[start of SOURCE DATA]
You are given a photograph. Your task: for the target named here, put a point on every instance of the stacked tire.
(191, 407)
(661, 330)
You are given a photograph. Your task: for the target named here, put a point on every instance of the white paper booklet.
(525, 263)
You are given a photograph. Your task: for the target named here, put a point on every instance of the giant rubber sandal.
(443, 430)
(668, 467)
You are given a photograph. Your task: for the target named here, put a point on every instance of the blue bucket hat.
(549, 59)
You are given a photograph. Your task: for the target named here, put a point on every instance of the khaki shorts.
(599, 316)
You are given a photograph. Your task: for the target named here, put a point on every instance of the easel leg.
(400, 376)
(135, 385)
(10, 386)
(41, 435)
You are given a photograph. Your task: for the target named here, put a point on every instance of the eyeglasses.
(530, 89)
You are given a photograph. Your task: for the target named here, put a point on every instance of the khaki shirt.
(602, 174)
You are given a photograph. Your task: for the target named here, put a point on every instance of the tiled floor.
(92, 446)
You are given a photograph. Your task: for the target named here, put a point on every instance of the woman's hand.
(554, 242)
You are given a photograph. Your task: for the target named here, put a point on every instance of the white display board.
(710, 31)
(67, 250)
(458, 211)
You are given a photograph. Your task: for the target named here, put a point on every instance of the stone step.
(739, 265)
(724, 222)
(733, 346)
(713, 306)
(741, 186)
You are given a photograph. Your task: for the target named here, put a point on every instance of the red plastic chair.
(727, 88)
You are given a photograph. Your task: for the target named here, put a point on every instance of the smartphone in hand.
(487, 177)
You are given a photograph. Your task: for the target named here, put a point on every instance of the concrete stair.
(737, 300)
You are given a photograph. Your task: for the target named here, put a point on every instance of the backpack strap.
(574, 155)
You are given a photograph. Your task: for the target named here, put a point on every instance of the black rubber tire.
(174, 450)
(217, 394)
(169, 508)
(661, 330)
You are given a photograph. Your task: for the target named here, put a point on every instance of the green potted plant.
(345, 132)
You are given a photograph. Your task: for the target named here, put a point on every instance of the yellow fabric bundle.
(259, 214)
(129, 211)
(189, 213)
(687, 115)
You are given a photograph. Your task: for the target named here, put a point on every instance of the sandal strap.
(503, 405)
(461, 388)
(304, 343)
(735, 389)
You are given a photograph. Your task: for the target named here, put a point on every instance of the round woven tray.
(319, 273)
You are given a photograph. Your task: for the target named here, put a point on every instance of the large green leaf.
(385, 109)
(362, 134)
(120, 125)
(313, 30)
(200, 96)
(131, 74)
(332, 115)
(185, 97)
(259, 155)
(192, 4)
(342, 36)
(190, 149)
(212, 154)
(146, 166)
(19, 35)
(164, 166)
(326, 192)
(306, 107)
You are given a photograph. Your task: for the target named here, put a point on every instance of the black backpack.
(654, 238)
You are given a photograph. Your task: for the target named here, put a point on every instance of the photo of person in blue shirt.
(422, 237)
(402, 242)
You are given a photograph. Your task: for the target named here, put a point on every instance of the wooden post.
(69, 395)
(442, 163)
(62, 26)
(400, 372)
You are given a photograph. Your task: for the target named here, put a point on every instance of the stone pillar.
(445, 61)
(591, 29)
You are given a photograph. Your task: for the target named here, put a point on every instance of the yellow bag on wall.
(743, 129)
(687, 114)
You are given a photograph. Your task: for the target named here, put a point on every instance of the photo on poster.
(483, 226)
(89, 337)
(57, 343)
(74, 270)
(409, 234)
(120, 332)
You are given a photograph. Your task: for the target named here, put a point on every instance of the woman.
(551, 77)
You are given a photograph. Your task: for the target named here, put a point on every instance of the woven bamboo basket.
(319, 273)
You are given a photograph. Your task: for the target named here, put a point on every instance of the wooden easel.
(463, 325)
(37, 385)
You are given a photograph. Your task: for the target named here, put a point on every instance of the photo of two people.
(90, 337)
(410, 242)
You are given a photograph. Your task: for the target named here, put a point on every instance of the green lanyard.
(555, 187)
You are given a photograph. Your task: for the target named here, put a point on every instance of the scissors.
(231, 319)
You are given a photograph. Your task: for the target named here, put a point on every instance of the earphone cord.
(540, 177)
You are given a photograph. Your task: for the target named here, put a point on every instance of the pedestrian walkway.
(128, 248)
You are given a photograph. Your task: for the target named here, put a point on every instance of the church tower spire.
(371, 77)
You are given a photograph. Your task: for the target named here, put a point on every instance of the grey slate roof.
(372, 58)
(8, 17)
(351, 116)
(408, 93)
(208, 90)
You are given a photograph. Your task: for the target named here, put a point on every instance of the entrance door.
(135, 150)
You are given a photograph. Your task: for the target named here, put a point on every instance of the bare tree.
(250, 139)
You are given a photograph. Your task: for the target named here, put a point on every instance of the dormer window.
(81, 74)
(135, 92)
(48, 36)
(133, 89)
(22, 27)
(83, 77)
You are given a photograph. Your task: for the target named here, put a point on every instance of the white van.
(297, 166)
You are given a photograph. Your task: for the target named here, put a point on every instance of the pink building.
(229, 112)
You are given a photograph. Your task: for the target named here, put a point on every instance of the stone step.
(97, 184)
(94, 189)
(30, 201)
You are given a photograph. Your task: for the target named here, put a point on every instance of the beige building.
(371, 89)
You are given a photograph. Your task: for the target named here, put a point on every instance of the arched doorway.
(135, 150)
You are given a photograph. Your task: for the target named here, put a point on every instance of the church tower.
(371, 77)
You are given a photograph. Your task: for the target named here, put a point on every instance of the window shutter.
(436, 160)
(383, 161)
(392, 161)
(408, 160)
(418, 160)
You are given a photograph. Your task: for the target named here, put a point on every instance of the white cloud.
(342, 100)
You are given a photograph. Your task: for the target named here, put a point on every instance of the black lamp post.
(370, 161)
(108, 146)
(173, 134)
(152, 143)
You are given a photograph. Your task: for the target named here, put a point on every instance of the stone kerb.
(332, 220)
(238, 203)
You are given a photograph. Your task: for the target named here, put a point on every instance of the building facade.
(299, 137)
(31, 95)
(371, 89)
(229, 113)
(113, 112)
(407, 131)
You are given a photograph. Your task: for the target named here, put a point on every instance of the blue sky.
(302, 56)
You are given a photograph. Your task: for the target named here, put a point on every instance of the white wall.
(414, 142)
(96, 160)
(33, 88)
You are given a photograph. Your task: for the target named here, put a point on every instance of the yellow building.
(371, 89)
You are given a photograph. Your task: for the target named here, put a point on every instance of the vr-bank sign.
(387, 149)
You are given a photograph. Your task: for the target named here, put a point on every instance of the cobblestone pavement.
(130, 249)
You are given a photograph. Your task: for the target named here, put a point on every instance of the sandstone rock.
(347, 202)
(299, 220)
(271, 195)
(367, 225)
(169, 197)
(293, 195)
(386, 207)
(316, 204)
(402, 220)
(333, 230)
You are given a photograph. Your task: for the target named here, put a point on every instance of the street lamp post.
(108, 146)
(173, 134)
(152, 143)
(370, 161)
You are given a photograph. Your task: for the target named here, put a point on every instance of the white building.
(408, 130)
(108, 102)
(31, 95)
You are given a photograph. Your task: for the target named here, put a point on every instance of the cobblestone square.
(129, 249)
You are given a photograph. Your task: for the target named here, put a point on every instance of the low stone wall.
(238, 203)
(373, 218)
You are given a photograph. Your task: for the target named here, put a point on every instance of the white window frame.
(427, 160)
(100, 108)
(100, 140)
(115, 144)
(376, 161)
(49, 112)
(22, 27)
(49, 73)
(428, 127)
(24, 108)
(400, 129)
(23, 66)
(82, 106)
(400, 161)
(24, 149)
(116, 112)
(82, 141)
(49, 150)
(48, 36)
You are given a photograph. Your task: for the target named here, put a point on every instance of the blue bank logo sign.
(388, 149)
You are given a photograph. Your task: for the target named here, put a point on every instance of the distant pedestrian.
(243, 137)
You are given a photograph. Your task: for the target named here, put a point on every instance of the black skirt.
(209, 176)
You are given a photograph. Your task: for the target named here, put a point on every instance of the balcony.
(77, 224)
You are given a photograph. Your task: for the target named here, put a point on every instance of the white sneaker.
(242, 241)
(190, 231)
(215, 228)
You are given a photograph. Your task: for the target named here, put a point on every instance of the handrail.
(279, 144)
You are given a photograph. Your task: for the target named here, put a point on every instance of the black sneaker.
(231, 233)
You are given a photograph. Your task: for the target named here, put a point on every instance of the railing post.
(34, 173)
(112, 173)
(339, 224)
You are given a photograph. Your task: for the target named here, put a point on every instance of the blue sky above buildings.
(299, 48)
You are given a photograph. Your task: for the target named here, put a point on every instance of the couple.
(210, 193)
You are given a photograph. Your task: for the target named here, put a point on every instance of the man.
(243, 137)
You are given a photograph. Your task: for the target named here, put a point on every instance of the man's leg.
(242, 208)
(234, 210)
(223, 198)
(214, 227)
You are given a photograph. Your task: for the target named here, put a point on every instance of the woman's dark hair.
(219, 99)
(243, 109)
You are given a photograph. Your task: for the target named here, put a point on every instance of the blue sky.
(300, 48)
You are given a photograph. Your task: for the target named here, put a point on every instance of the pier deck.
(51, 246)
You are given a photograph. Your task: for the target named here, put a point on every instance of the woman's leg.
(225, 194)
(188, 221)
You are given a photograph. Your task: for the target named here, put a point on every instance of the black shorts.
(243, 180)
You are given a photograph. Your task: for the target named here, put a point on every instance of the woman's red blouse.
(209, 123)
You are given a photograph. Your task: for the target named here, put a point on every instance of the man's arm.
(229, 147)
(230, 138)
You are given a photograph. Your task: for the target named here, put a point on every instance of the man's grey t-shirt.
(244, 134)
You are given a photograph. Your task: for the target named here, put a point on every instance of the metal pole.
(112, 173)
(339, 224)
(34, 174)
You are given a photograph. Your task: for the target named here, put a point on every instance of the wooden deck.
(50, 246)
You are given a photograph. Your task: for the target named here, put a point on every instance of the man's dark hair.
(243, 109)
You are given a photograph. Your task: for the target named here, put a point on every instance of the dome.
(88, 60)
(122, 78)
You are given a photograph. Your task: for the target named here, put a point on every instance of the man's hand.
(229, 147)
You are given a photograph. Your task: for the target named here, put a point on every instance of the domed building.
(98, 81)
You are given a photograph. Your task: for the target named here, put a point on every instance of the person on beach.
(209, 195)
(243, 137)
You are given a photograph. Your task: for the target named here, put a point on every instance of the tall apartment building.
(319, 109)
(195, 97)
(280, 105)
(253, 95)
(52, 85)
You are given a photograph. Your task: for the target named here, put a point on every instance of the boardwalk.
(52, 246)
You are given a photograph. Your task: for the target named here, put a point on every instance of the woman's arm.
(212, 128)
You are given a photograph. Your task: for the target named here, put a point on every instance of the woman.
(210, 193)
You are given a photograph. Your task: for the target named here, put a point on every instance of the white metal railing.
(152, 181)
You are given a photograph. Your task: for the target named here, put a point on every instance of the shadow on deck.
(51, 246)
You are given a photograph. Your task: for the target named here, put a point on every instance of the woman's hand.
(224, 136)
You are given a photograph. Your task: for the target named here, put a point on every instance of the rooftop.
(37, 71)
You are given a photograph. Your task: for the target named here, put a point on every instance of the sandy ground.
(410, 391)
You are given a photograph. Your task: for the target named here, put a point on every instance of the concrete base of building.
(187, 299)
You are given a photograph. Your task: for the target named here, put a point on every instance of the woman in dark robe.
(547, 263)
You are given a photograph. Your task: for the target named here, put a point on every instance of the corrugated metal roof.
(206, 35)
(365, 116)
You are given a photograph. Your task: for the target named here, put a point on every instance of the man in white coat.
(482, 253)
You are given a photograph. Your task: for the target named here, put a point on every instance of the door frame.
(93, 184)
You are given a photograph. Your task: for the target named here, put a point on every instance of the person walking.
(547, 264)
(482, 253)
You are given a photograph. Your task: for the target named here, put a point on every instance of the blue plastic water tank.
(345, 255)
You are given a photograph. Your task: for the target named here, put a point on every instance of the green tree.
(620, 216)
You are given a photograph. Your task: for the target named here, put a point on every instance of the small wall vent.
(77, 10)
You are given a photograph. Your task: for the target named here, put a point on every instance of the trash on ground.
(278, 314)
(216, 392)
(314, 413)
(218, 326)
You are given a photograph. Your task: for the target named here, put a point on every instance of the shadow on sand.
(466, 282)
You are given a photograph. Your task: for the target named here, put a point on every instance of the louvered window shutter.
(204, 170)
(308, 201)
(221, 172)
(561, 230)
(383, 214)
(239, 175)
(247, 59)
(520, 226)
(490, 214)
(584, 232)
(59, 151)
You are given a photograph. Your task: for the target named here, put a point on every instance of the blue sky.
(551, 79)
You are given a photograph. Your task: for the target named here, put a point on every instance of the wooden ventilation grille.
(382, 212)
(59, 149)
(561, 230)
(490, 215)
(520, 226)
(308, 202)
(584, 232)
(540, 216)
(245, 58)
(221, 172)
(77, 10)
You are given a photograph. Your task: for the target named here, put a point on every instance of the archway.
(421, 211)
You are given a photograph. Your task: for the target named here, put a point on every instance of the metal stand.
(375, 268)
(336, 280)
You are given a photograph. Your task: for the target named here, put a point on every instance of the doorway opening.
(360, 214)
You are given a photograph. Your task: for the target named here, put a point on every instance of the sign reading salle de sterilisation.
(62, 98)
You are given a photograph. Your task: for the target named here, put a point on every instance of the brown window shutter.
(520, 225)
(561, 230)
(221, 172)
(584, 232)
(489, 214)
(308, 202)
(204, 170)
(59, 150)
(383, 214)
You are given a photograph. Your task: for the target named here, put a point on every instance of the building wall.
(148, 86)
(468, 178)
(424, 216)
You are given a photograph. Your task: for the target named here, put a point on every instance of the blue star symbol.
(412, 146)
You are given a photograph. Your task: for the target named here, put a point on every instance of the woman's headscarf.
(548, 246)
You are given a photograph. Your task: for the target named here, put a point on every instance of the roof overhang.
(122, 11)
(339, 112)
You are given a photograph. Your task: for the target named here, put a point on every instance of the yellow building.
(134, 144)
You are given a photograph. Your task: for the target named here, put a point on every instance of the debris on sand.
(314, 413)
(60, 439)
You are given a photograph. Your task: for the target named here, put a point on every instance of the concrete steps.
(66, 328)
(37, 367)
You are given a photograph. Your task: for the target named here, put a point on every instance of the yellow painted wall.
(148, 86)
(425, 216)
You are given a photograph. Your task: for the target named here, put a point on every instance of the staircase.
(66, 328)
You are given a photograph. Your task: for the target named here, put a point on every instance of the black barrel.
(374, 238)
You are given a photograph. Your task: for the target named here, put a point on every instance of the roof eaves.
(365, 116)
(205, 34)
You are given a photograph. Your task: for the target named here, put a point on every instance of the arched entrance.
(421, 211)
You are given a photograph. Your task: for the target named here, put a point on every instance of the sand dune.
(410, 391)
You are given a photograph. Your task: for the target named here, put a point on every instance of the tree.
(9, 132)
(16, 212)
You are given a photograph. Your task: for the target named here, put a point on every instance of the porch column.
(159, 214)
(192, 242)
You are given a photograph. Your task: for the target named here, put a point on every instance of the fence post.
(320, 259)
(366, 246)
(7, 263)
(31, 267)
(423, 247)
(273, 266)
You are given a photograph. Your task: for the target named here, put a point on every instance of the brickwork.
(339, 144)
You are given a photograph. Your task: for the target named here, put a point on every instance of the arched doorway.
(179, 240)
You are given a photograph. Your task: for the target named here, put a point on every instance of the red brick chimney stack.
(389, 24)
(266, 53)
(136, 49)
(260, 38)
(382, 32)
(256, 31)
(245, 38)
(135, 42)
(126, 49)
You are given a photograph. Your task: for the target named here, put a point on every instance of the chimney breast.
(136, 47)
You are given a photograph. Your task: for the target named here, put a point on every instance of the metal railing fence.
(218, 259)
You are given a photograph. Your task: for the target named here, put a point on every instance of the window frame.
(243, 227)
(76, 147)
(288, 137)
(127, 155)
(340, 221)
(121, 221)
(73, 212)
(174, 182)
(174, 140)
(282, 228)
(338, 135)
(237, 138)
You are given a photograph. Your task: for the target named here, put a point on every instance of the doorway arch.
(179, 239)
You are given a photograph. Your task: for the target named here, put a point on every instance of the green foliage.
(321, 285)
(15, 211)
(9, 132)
[end of SOURCE DATA]
■ GOAL: Print from the line containing "the chimney breast." to the last line above, exactly as written.

■ THE REPLY:
You are given a photograph. Your task: for the target named here, put a point on every instance of the chimney breast.
(136, 47)
You are given a photograph. Your task: for the target named here, put a point on every instance of the metal railing fence.
(218, 259)
You are given a photograph. Your task: for the target named here, put a point on every instance of the window frame.
(243, 227)
(76, 147)
(288, 137)
(127, 155)
(340, 221)
(121, 221)
(73, 212)
(174, 182)
(174, 140)
(282, 228)
(338, 135)
(237, 138)
You are given a photograph. Your task: for the target named here, put a point on every instance of the doorway arch.
(179, 239)
You are given a photograph. Your task: for the target named here, put a point on every instance of the green foliage.
(321, 285)
(15, 211)
(9, 132)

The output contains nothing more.